EXCERPTED PASSAGE.
[start]

Preparing the TIMIT database

If you are lucky enough to own the TIMIT database, or are willing to buy it from here, you can use this simple script to prepare the HDF5 files, similarly to how it was done with the Voxforge dataset. For a detailed explanation of all the steps, refer to the VoxforgeDataPrep notebook.

To make things brief, a lot of functions were implemented as a library and stored in the timit.py script in the python directory. We will include these methods here.


In [1]:
import sys

sys.path.append('../python')

from timit import *

TIMIT alignments

We begin by loading a list of files and their alignemts. The methods below will load the PHN files and their corresponding audio and store them in a list, just like with the VoxForge database. The method here requires a list of files to load and their location. A list of files for the corresponding dataset is included in the repository. More about the actual counts is written in the sections below.


In [2]:
train_corp=prepare_corp_dir('../data/TIMIT_train.list','../TIMIT/train')
dev_corp=prepare_corp_dir('../data/TIMIT_dev.list','../TIMIT/test')
test_corp=prepare_corp_dir('../data/TIMIT_test.list','../TIMIT/core_test')



CNTK alignemnts

NOTE: use this section only if you need to do sequence decoding

Another source of information is a Deep Learning library project called CNTK released by Microsoft. The files in question are located on their Github page in the CNTK/Examples/Speech/Miscellaneous/TIMIT/lib/mlf/ folder. I have copied this into my data folder. What we're interested in are the MLF files that have state-level alignments, that is each phoneme is modeled by a sequence of 3 states (ending in s2, s3 and s4; 1 and 5 are non-emitting states not present in the output).

Many papers use this model of 183 so-called sonemes instead of the 61 phonemes present in the original corpus. If you are doing the sequence decoding task, you may want to use these alignemnts instead. For framewise phoneme classificaion use the alignemnts above, as these are not accurate enough for that task.


In [ ]:
train_mlf=load_mlf('../data/mlf/TIMIT.train.align_cistate.mlf.cntk')
dev_mlf=load_mlf('../data/mlf/TIMIT.dev.align_cistate.mlf.cntk')
test_mlf=load_mlf('../data/mlf/TIMIT.core.align_cistate.mlf.cntk')

The prepare_corp method will load all the audio and prepare the soneme lists from the MLF into the same format as presented in the VoxforgeDataPrep notebook. Again, run this only if you need to do sequence decoding:


In [ ]:
train_corp=prepare_corp(train_mlf,'../data/mlf/TIMIT.statelist','../TIMIT/train')

[end]

RECORDS PROVIDED.
[start]

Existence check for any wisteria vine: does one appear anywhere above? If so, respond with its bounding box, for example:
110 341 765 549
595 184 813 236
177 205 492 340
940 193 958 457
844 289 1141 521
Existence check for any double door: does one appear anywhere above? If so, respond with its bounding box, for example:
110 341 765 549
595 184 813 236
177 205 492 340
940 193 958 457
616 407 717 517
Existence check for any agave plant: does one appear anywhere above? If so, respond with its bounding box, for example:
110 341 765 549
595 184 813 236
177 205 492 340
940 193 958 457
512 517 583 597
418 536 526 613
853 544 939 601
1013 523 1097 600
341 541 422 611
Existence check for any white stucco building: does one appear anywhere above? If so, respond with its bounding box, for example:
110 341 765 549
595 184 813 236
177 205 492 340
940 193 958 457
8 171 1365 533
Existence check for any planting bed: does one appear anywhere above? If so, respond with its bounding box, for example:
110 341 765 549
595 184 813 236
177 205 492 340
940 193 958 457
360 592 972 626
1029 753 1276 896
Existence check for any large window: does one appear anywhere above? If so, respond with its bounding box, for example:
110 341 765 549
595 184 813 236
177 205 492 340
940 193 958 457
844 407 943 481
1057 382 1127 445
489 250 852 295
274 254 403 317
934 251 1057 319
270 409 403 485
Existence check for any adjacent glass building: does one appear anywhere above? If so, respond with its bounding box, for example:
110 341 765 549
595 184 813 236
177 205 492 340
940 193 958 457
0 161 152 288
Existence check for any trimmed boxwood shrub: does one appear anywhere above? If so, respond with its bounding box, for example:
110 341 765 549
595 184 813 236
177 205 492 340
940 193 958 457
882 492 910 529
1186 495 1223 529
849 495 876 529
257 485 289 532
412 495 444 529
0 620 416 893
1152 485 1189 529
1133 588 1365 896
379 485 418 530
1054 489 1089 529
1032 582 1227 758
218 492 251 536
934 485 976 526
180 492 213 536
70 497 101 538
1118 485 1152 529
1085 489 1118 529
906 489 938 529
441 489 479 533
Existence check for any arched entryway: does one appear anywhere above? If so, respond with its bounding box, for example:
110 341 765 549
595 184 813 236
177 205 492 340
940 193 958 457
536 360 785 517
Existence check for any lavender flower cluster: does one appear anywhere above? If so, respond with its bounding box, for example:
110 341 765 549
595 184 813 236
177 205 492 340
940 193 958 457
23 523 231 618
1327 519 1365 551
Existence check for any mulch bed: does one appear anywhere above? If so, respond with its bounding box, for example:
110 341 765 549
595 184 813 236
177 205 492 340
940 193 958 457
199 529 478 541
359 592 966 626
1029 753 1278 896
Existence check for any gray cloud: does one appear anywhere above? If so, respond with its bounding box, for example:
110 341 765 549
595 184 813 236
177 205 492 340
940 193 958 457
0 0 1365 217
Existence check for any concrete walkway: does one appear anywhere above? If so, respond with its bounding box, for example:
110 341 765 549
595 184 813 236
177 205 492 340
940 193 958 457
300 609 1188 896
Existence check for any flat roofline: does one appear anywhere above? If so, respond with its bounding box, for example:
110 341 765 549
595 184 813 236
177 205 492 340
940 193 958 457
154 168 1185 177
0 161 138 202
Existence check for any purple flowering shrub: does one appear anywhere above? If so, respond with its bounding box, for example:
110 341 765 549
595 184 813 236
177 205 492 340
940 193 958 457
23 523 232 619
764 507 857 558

[end]

PROBLEMS TO WORK ON.
[A] Answer these questions about the TIMIT preparation page, one per line:
(i) In which script and directory were the library functions stored?
(ii) Which folder on the CNTK GitHub page holds the alignment files?
(iii) How many sonemes does the model used in many papers have, and how many phonemes are in the original corpus?
[B] Write what comes next in the TIMIT preparation page, picking up after its last line.

RESULTS.
[A]
(i) The timit.py script in the python directory.
(ii) CNTK/Examples/Speech/Miscellaneous/TIMIT/lib/mlf/
(iii) 183 sonemes, compared with 61 phonemes in the original corpus.

[B]
dev_corp=prepare_corp(dev_mlf,'../data/mlf/TIMIT.statelist','../TIMIT/test')
test_corp=prepare_corp(test_mlf,'../data/mlf/TIMIT.statelist','../TIMIT/core_test')

About the corpus

TIMIT was originally split into several parts. The largest is the trianing portion with 3696 utterances spoken by 462 different people. The test set contains 1344 utterances, but most paper use a smaller portion of this, known as the "core test set" which has 192 files. Finally, there is also a portion that has many different speakers reading two identical sentences, known as the "SA" dataset. This last one is of little use for studying ASR, but may be interesting for research on speaker variablity and such stuff.

The Microsoft people use the standard 3969 training set - as do most other researchers presenting their results on TIMIT. They also use the core test set of 192 as everyone else. For the dev data, they use a collection of 400 sentences from the test set that aren't in the core set. Here we will use the same:


In [3]:
print 'Train utterance num: {}'.format(len(train_corp))
print 'Dev utterance num: {}'.format(len(dev_corp))
print 'Test utterance num: {}'.format(len(test_corp))


Train utterance num: 3696
Dev utterance num: 400
Test utterance num: 192

The datastructure describing the corpus is a list with objects containing the following information:


In [4]:
print train_corp[0].name
print train_corp[0].data
print train_corp[0].data.shape
print train_corp[0].phones
print train_corp[0].ph_lens


mfrm0_si1155
[ 5 -2  0 ...,  3  4  8]
(61748,)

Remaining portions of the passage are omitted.